**DATA FOR PROCESSING**

════════════════════

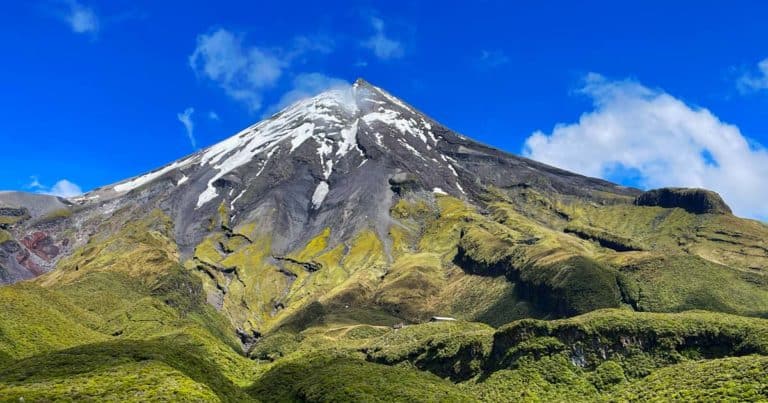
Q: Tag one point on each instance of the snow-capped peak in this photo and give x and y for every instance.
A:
(331, 120)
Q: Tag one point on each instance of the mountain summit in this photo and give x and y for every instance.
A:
(333, 161)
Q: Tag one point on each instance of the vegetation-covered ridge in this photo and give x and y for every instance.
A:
(556, 298)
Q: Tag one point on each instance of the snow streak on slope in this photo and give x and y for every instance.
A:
(331, 121)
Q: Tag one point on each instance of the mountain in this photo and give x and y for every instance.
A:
(302, 258)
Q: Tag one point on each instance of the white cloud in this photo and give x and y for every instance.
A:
(661, 139)
(65, 188)
(186, 119)
(62, 188)
(82, 19)
(243, 72)
(383, 47)
(754, 81)
(304, 86)
(493, 58)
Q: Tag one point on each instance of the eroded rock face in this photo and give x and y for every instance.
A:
(41, 244)
(696, 201)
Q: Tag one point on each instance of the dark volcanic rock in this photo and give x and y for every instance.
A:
(696, 201)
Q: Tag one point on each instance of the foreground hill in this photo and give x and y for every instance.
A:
(301, 258)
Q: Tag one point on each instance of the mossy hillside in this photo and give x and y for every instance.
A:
(723, 239)
(411, 288)
(640, 342)
(62, 374)
(260, 292)
(729, 379)
(677, 283)
(339, 377)
(141, 248)
(36, 320)
(555, 273)
(455, 350)
(133, 381)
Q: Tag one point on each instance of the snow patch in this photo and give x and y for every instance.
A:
(320, 192)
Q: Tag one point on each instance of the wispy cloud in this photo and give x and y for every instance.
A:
(243, 72)
(81, 19)
(661, 140)
(186, 119)
(382, 46)
(493, 58)
(754, 80)
(306, 85)
(62, 188)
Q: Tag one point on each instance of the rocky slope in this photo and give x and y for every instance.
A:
(304, 238)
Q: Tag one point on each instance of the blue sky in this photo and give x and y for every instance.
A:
(647, 94)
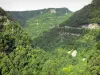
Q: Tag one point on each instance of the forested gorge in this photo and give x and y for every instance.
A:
(51, 42)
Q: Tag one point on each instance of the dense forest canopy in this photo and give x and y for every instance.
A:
(89, 14)
(57, 49)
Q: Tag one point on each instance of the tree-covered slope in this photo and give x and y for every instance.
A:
(23, 16)
(37, 26)
(88, 14)
(62, 50)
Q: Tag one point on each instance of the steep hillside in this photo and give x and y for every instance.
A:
(60, 50)
(89, 14)
(23, 16)
(46, 21)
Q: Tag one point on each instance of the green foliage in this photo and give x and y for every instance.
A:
(50, 52)
(89, 14)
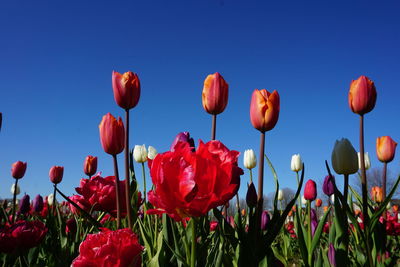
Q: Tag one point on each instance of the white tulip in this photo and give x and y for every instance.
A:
(13, 189)
(140, 153)
(249, 159)
(152, 152)
(367, 161)
(296, 163)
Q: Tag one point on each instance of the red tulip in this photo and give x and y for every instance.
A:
(56, 173)
(112, 134)
(264, 109)
(385, 148)
(190, 183)
(18, 169)
(90, 165)
(310, 190)
(126, 89)
(215, 94)
(362, 95)
(110, 248)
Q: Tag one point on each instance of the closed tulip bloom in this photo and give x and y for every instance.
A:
(90, 165)
(385, 148)
(362, 95)
(152, 152)
(296, 163)
(264, 109)
(215, 94)
(18, 169)
(140, 153)
(310, 190)
(249, 159)
(367, 161)
(126, 88)
(344, 157)
(112, 134)
(56, 173)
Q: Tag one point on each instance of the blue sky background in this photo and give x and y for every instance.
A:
(56, 59)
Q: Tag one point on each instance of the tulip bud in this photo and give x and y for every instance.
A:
(385, 148)
(362, 95)
(249, 159)
(251, 196)
(280, 195)
(215, 94)
(329, 185)
(18, 169)
(152, 152)
(126, 88)
(182, 137)
(264, 109)
(367, 161)
(310, 190)
(296, 165)
(25, 205)
(344, 157)
(140, 153)
(265, 219)
(112, 134)
(13, 189)
(38, 204)
(56, 173)
(90, 165)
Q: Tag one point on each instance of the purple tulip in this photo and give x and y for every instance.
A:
(182, 137)
(329, 185)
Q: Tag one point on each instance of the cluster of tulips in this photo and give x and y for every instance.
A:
(185, 219)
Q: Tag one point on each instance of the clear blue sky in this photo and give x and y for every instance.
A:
(56, 59)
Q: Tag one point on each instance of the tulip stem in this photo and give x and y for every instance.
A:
(15, 200)
(117, 191)
(213, 126)
(127, 174)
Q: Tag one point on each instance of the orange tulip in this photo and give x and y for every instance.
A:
(362, 95)
(377, 194)
(264, 109)
(126, 88)
(385, 148)
(215, 94)
(112, 134)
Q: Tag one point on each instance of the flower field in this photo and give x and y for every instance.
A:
(183, 217)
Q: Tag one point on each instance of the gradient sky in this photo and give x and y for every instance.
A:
(56, 59)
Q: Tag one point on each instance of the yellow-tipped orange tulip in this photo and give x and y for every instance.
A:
(385, 148)
(264, 109)
(362, 95)
(112, 134)
(215, 94)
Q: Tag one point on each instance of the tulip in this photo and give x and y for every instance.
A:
(152, 152)
(140, 153)
(13, 191)
(310, 190)
(18, 169)
(362, 95)
(367, 162)
(112, 134)
(385, 148)
(126, 88)
(344, 157)
(296, 164)
(90, 165)
(56, 174)
(264, 109)
(215, 94)
(249, 159)
(329, 185)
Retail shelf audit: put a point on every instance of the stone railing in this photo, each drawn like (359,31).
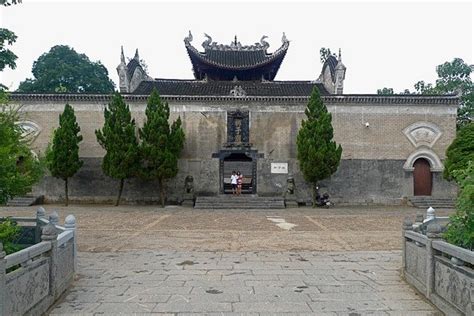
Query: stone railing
(39,273)
(439,270)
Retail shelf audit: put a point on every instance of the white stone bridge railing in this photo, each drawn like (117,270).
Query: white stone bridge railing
(442,272)
(32,279)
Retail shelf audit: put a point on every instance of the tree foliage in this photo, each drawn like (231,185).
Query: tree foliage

════════════════════

**TASK GOAL**
Pick each line holding the word "foliage" out of the listing.

**ANSWER TO THIS PROBLEM**
Q: Tag one point on each instance of the green foliage in this photo and give x and y for every instance.
Retail shelf audit: put a point on every instance of the tree foliage in this photo, each drawn like (231,185).
Query: tree foliage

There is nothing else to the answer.